▶ _REQUIRED WORK_:
In which lines of the data does the string "tall" appear? Copy every one.

▶ _SUPPLIED RECORDS_:
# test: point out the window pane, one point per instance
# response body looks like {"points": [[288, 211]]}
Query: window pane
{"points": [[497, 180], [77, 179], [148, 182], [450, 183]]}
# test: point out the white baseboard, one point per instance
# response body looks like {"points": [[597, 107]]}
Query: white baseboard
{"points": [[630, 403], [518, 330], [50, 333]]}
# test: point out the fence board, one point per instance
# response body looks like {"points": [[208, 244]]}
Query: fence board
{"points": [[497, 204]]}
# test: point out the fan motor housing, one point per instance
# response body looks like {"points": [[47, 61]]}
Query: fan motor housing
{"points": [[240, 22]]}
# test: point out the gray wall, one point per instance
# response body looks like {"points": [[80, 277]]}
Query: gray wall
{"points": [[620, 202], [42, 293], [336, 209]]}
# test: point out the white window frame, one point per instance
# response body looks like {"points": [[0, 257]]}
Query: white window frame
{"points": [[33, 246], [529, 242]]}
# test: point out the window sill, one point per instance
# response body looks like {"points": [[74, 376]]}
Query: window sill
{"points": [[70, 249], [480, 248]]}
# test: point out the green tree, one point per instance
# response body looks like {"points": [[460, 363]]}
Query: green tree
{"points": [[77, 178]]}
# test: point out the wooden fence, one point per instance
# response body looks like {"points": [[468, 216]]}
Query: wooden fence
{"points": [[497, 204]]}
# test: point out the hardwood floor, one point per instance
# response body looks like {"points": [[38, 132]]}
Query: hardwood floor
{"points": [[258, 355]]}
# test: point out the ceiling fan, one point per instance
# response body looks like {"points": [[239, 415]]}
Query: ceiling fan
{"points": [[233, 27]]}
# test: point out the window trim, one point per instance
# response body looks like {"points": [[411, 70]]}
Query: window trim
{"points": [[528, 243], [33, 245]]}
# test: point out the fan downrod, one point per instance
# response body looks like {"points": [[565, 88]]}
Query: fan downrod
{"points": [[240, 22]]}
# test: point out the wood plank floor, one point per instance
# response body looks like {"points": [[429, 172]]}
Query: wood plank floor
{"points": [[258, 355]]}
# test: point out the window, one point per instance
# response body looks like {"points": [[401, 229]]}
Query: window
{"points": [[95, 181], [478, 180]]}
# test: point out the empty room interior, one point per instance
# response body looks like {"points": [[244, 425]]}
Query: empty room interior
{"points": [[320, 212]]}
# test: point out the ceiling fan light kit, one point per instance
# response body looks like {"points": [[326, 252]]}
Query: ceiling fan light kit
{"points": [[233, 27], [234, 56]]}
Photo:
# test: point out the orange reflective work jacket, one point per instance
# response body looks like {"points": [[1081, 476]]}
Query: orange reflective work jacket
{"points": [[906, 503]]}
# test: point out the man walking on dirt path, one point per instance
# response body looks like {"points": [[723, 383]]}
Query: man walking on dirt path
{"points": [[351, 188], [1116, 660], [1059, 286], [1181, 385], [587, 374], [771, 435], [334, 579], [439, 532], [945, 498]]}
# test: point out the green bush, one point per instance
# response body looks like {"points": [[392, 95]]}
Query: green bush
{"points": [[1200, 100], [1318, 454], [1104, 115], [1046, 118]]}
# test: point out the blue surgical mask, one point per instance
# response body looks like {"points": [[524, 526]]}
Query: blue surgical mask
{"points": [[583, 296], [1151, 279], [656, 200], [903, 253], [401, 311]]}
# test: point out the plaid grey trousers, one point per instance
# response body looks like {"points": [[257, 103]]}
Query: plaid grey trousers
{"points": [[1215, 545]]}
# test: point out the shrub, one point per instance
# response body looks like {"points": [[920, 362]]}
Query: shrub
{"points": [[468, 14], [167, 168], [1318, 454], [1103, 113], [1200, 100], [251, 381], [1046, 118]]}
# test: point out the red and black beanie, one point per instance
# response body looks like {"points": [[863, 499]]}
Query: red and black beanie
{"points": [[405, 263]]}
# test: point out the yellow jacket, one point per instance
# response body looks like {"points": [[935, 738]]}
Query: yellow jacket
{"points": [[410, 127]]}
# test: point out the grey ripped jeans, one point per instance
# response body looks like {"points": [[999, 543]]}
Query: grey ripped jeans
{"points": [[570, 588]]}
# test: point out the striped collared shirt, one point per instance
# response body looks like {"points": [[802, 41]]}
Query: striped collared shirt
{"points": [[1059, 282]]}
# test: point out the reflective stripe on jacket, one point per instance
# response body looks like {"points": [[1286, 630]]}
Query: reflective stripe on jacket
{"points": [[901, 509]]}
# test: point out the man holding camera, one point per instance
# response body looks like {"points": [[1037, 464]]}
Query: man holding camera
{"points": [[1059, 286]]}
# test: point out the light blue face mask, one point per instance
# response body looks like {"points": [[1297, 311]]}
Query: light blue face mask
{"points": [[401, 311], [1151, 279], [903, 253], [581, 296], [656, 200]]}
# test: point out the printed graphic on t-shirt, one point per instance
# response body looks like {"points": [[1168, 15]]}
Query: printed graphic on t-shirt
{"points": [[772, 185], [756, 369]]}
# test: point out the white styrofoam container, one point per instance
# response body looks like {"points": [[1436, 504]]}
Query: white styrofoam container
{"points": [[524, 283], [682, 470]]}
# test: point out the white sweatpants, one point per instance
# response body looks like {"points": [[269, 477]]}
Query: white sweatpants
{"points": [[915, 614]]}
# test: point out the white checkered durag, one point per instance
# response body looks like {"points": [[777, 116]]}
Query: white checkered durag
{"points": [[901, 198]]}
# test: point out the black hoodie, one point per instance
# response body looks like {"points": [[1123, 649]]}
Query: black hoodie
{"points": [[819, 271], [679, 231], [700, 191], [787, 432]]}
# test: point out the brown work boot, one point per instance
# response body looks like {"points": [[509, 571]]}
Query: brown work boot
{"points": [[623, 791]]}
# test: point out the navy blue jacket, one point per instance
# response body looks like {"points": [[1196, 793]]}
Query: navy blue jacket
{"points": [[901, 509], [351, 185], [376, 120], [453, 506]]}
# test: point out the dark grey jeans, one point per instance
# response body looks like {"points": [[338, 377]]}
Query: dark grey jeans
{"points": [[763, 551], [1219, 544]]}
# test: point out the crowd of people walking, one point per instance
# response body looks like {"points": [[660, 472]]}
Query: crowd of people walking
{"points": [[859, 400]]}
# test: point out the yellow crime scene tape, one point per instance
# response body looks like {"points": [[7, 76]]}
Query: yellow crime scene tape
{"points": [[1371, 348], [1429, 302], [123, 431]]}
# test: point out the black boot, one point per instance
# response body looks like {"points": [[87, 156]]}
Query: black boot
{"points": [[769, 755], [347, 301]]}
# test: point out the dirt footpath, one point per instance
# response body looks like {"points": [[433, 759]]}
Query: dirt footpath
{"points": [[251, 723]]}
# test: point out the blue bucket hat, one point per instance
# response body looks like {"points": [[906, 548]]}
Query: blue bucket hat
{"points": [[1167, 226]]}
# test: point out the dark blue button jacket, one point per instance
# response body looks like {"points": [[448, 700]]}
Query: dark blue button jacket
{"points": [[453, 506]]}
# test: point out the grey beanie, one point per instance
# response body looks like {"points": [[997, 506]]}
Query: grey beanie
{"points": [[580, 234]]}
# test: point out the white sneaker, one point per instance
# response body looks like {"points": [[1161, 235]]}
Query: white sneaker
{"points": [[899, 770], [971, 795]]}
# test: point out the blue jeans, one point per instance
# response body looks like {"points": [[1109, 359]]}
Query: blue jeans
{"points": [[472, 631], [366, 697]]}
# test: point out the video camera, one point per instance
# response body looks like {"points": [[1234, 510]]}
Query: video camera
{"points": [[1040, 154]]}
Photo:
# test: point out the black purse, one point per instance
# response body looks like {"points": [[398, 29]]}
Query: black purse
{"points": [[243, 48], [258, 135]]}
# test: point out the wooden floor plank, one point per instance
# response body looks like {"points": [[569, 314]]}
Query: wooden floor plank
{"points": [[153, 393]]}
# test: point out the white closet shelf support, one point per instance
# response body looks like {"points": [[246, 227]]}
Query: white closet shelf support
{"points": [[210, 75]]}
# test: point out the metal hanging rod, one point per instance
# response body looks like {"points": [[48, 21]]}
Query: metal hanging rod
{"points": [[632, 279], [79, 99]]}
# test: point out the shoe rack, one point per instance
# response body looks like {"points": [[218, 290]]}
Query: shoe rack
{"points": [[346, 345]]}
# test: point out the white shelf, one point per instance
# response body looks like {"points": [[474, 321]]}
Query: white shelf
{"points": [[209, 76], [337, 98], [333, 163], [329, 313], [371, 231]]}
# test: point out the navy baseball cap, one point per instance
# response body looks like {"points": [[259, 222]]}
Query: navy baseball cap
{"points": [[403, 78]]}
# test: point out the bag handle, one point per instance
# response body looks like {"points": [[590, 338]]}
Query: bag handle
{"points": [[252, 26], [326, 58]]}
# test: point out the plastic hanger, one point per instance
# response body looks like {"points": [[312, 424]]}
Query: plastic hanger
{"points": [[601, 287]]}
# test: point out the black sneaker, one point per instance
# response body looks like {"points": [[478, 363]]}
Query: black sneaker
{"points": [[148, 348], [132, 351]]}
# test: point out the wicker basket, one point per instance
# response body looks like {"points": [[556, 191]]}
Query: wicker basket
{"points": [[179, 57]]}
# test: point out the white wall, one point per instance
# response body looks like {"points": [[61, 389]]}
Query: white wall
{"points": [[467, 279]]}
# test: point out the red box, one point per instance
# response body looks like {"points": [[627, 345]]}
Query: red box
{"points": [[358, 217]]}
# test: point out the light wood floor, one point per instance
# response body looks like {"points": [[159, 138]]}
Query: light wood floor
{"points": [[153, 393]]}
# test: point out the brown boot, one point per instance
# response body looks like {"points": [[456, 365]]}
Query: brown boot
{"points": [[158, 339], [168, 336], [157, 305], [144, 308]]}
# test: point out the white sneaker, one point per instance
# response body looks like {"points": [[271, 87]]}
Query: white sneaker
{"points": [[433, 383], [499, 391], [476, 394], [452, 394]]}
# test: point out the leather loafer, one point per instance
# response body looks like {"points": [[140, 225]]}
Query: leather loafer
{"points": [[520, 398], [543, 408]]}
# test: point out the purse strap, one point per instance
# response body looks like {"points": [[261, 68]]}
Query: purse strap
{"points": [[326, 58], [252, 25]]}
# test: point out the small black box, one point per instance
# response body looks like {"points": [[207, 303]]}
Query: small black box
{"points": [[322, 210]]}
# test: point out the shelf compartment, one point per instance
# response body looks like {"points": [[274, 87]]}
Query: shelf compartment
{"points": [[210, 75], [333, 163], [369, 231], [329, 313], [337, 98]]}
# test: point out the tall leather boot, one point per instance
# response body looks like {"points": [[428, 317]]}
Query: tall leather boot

▶ _TASK RESPONSE_:
# test: point out the tall leather boot, one point per instance
Query: tall leather boot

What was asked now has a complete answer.